- **TEXTE FOURNI**:
══════
A l'occasion du Festival Dilema Veche, qui se tient à Alba Iulia, en Roumanie, du 21 au 23 août, les journalistes de VoxEurop et des titres partenaires qui y participent ont rédigé pour l'hebdomadaire un texte sur leur rapport avec la Roumanie et leur expérience avec ce pays.

Publié le 17 août 2015 à 09:41

Il existe des villes qui laissent derrière elles un parfum de déjà-vu. Il en existe d’autres, spectaculaires, qui surprennent à chaque pas. Il existe aussi des villes qui ont une signification spécifique du point de vue de la géographie sentimentale personnelle, des villes qui, même insignifiantes, nous semblent uniques et magnifiques. Mais il existe aussi des villes où, sans bien comprendre pourquoi, on se sent tout de suite chez soi. Il s’agit de ces villes où un je ne sais pas quoi devient permanence, et ce ne sont pas toujours celles où nous sommes nés ou dans lesquelles nous habitons. Parmi ces villes où l’on se sent chez soi, et qui, pour moi, ne sont pas nombreuses – Paris, Cluj, Antalia, Chisinau –, se trouve une autre catégorie. Celles où le temps a de la patience avec les gens, des villes bénies. Comme Alba Iulia.
Je sais, depuis que j’ai découvert l’écrivain franco-turc Nedim Gürsel, avec ses Écrivains et leurs villes, réédité récemment au Seuil, que les villes ont une âme et que la meilleure manière de toucher cette âme est de pénétrer la cité à travers les yeux de l’écrivain qui l’a décrit. Mais qu’est-ce, je me demande, que pénétrer une ville non par les yeux des écrivains, qui restent rares à s’acquitter de cette tâche avec assiduité, mais par celui, fier et noble, de tout un éventail de princes ? Car à Alba Iulia ne sont pas nés de grands écrivains (à l’exception peut-être de Martin Opitz, à l’époque baroque, et Romulus Rusan, de nos jours), mais surtout des princes : Michel le Brave, Gabriel Bethleem, prince de Transylvanie au XVIIème siècle, mais aussi roi de Hongrie. Et de grands princes de l’Église, des évêques : Ignatiu Batthyany, le créateur de la Bibliothèque magique qui porte son nom, Iuliu Hossu, un des artisans de la Grande Assemblée Nationale du 1er décembre 1918, Aron Marton…
D’une certaine manière, on pourrait dire, rien qu’en prononçant ces noms, qu’Alba Iulia respire non seulement l’histoire mais aussi le cosmopolitisme. Le multilinguisme. Capitale d’un imaginaire européen, longtemps avant d’être l’autre capitale de la Roumanie. La dénomination n’est pas le fruit du hasard : c’est ici qu’a été signée l’Union des principautés roumaines, c’est ici qu’est née la Roumanie, à partir de cette lointaine année 1599, quand Michel le Brave tentait déjà l’inimaginable, l’union des principautés roumaines ; et Alba Iulia est connue finalement par ces détails historiques. Détails d’une histoire plus récente, évidement, car oublier son passé daco-romain, puis sa signification en tant que capitale du couronnement du roi Ferdinand et de la reine Marie, en 1922, revient négliger une partie de son être.
══════
- **TÂCHES À RÉALISER**:
a) D'après le texte sur Alba Iulia, en quelle année Michel le Brave tentait-il déjà l'union des principautés roumaines ?
b) Indiquez combien de lignes des rangées ci-dessous contiennent la chaîne « daruma », en respectant la casse. Répondez uniquement par ce nombre.

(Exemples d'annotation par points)
══════
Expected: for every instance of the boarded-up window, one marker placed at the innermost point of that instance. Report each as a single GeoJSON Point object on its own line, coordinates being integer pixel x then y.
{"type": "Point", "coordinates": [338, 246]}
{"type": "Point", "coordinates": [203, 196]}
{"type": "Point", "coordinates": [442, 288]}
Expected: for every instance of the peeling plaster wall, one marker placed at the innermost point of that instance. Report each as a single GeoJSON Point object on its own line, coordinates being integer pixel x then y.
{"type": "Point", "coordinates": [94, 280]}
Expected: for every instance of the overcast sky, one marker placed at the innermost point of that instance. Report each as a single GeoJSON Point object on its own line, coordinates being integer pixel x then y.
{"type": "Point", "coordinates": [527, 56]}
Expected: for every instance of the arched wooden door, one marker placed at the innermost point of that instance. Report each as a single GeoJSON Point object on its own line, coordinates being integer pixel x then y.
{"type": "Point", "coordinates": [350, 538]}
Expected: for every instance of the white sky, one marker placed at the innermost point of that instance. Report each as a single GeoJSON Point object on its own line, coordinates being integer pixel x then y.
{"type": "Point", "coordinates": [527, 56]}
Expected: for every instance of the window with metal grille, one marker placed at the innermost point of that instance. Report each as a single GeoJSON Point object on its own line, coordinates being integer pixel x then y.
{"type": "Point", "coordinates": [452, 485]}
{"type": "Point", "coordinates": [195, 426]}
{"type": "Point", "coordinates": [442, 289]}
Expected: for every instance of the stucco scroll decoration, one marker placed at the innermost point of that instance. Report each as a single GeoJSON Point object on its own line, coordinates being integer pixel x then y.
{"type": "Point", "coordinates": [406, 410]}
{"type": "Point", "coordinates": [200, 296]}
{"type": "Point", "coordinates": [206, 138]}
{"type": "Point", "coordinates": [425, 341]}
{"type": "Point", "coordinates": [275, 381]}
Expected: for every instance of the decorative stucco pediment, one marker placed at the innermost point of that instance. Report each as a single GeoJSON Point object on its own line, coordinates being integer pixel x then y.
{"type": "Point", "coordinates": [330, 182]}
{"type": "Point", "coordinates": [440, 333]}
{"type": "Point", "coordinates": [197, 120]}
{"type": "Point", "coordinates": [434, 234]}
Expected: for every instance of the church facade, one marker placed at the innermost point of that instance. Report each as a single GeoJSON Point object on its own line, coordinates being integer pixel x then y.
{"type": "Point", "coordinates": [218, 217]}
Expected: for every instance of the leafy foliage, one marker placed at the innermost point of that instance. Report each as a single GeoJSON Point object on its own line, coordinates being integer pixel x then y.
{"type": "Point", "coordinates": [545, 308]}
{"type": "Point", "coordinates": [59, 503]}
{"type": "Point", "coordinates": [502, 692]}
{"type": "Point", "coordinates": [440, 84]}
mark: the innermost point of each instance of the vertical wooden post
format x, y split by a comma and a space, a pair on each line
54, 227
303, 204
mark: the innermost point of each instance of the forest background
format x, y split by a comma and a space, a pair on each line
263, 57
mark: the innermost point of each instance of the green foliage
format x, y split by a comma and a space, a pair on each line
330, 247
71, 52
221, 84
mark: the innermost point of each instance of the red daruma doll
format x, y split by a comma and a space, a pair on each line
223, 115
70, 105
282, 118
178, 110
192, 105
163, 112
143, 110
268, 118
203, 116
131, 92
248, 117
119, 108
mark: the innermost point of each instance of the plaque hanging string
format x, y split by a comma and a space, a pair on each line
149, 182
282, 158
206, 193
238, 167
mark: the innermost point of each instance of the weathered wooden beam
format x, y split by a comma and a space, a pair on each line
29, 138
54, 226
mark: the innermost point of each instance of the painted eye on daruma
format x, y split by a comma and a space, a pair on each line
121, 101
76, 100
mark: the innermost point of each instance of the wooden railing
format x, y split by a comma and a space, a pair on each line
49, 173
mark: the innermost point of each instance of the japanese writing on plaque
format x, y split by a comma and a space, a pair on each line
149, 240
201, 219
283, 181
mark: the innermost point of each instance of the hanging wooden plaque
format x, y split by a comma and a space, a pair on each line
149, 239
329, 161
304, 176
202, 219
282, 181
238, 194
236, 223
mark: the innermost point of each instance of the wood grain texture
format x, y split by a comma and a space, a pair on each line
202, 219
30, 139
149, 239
══════
- **RÉPONSES ATTENDUES**:
a) En 1599.

b) 2